# REQUIRED WORK
Please duplicate the lines below with no changes at all.

Point labeling dataset excerpts

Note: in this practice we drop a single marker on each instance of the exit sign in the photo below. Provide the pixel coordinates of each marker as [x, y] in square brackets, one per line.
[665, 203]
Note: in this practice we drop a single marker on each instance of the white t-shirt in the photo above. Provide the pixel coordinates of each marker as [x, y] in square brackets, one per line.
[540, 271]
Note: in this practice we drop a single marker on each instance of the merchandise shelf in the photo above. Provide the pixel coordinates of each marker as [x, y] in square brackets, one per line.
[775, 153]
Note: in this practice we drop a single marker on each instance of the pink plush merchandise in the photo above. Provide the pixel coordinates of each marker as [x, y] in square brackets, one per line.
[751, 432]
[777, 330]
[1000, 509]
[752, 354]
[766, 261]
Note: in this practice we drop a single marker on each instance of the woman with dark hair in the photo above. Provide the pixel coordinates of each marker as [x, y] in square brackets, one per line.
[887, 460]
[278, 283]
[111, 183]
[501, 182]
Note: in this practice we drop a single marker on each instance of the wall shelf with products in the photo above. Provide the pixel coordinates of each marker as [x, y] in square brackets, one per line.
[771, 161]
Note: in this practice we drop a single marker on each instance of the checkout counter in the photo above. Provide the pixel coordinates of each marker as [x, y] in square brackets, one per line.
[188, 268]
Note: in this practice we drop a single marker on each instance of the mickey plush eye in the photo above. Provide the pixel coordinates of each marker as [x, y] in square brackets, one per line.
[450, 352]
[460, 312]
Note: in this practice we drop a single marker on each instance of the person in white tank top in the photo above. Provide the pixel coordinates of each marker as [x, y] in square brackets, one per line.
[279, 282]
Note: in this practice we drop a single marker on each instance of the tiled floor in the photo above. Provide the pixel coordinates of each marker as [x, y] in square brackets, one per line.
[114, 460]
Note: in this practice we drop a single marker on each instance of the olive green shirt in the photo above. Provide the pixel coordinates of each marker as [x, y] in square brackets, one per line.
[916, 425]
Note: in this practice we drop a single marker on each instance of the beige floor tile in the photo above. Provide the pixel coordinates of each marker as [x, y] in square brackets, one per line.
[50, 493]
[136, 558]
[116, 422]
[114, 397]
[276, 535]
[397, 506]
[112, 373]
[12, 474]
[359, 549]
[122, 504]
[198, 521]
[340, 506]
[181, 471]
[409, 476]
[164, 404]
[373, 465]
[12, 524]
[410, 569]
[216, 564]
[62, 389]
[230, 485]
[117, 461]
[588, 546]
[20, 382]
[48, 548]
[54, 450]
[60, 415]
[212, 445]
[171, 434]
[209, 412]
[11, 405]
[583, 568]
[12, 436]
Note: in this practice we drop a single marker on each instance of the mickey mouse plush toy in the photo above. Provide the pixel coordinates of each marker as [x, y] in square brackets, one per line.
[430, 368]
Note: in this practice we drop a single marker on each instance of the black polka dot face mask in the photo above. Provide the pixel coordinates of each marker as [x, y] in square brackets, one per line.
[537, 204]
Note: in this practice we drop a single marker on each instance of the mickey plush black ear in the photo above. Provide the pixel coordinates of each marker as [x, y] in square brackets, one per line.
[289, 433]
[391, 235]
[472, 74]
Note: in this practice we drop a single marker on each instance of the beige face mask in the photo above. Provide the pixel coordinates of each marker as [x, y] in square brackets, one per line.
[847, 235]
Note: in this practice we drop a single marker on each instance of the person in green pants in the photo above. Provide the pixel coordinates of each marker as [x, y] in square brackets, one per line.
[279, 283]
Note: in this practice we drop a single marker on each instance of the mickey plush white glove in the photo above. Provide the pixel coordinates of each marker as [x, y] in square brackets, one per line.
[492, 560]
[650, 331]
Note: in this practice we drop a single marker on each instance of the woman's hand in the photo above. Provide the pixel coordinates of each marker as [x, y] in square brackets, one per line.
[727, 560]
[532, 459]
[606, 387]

# TASK RESULT
Note: in this practice we drop a single marker on each instance of the exit sign in the photo below. Provide the pixel coordinates of each marker as [x, y] in square brackets, one per line.
[665, 203]
Note: in this practice we drop a single marker on each instance of the white t-shirt in the photo above. Provide the pixel coordinates of each marker as [x, y] in square brackets, one per line.
[540, 271]
Note: in this practice we drop a single marker on each instance of the merchandise shelf in the photo above. Provide the pixel coordinates of each marker as [x, y] in square brackets, one per line.
[775, 153]
Note: in this practice we drop a single marker on each instance of the pink plush merchandise in the photo above. Provide the pixel coordinates of each marker as [x, y] in square brackets, one per line.
[751, 432]
[777, 330]
[1000, 509]
[752, 354]
[766, 261]
Note: in this practice we drop a single marker on each instance of the woman with dark hair in the photo above. Provide the pixel coordinates of each marker as [x, y] in square brackets, one per line.
[887, 460]
[278, 283]
[111, 183]
[501, 182]
Note: in this practice we drop a single marker on each instance of the wall shelf with products in the photo above. Provide the pixel coordinates of each marker as [x, y] in square brackets, one per line.
[771, 161]
Note: in this practice we drop a single marker on each instance of the checkout counter in the photo above. Provide the pixel coordinates of each marker as [x, y] in square brackets, one per line.
[188, 268]
Note: in this practice we drop a single marker on each instance of the mickey plush eye in the photo above. Provide the pixel coordinates of each marker as [x, y] in square brackets, one per line.
[450, 352]
[460, 312]
Note: in this practice we drop a single marker on each instance of the person in white tank top in the photo above. Provide the pixel coordinates of each marker as [x, y] in square brackets, one per line.
[279, 282]
Note: in this practice we drop a single marker on each instance of the tiled floor in the photo above. Provide the pixel coordinates of each marker as [x, y] in square brackets, one per line.
[114, 460]
Note: in this practice we drop a single marker on each instance of the olive green shirt in the photo above. Provide the pixel coordinates of each marker as [x, y] in square brackets, one per line.
[916, 425]
Note: in this practice we drop a single marker on each instance of the beige floor tile in the photo above. Provide the pixel coordinates of each marker as [x, y] in square brackets, one per line.
[50, 493]
[136, 558]
[116, 422]
[114, 397]
[276, 535]
[397, 506]
[112, 373]
[12, 474]
[359, 549]
[122, 504]
[198, 521]
[340, 506]
[181, 471]
[409, 476]
[164, 404]
[373, 465]
[12, 524]
[410, 569]
[216, 564]
[62, 389]
[230, 485]
[117, 461]
[588, 546]
[20, 382]
[48, 548]
[54, 450]
[60, 415]
[212, 445]
[171, 434]
[209, 412]
[11, 405]
[583, 568]
[12, 436]
Note: in this practice we drop a single marker on each instance of the mickey mouse plush toy in the photo above. Provide the pixel coordinates of each marker as [x, y] in square brackets, one per line.
[430, 368]
Note: in this practice we drop a single marker on each instance of the black polka dot face mask in the photo above. Provide the pixel coordinates of each marker as [x, y] in square brackets, one per line.
[537, 204]
Note: in this practice we drop a single marker on each instance of the mickey plush black ear in the photo above. Provide the pixel coordinates of each marker as [x, y] in square brackets, one per line.
[289, 433]
[391, 235]
[472, 74]
Note: in this practice we drop a single marker on each instance of the beige face mask in the photo above. Provide the pixel coordinates of each marker as [x, y] in square brackets, one per line.
[847, 235]
Note: in this practice we drop a single marker on each instance of the person in green pants in the photo above. Provide the pixel coordinates of each marker as [x, y] in square brackets, one per line.
[279, 283]
Note: in this practice we drop a single marker on each instance of the mickey plush white glove in the photo above. Provide the pixel coordinates of each marker as [x, y] in square brackets, one per line.
[492, 560]
[650, 331]
Note: in this practice we drop a single marker on each instance of the woman's hand in the photo above. Provide the pixel coordinates of each marker as [x, y] in square brackets, one per line.
[727, 560]
[532, 459]
[606, 387]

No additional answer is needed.